## DATA
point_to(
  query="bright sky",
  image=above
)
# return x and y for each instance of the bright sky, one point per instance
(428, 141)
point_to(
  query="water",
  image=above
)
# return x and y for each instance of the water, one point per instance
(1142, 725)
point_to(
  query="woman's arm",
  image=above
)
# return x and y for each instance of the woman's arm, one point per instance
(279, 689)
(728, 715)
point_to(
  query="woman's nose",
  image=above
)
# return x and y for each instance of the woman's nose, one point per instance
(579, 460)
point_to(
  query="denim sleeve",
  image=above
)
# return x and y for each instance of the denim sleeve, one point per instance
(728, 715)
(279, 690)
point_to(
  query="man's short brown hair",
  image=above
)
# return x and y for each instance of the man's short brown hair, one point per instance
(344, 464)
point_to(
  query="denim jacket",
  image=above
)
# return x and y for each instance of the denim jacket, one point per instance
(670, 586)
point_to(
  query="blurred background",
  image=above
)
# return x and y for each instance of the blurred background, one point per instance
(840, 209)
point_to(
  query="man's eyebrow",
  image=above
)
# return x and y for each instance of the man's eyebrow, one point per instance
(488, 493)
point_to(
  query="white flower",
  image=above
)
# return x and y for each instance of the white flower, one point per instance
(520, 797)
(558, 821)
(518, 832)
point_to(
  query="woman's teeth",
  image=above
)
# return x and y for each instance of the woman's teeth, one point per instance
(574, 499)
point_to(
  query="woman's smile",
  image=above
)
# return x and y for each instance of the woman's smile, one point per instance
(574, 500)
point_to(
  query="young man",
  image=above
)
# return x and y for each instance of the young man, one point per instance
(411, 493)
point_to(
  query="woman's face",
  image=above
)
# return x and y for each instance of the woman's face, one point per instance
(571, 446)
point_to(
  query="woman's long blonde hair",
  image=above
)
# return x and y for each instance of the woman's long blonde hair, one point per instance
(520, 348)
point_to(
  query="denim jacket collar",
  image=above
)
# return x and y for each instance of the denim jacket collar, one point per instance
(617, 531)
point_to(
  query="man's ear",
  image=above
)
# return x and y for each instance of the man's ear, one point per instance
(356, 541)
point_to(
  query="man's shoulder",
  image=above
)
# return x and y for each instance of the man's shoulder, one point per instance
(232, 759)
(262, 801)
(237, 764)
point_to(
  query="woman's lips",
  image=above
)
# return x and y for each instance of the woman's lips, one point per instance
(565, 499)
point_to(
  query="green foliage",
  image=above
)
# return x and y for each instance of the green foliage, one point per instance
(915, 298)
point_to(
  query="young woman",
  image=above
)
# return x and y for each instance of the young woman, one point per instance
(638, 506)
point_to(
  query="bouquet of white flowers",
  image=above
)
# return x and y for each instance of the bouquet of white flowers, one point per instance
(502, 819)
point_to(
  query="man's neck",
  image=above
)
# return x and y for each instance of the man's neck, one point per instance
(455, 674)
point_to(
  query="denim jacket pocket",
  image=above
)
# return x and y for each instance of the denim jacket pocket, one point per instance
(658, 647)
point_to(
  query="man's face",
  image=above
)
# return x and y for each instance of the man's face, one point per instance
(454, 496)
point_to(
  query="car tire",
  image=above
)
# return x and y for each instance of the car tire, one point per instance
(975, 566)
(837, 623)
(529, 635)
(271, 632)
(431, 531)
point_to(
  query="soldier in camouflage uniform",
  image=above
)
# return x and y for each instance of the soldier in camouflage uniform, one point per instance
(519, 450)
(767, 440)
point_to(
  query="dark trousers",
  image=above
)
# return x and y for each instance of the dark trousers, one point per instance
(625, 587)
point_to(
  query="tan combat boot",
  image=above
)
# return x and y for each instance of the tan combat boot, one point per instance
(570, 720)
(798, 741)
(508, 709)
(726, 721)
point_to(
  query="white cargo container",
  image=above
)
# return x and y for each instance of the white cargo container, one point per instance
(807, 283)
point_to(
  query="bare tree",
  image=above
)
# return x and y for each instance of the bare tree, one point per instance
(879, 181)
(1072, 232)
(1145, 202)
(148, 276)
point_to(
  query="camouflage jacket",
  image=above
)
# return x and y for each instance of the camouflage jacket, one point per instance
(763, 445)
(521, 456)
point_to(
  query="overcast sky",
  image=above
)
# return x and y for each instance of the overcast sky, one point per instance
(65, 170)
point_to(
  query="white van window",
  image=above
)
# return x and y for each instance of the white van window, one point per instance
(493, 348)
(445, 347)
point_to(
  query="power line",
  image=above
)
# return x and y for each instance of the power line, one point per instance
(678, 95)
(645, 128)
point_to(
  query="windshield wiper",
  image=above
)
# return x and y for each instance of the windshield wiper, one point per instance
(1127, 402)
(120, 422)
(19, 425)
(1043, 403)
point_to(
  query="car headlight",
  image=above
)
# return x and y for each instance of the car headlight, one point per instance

## TASK INSTRUCTIONS
Using the material above, count how many lines include the word "headlight" and answer with only that figure.

## FINISHED TASK
2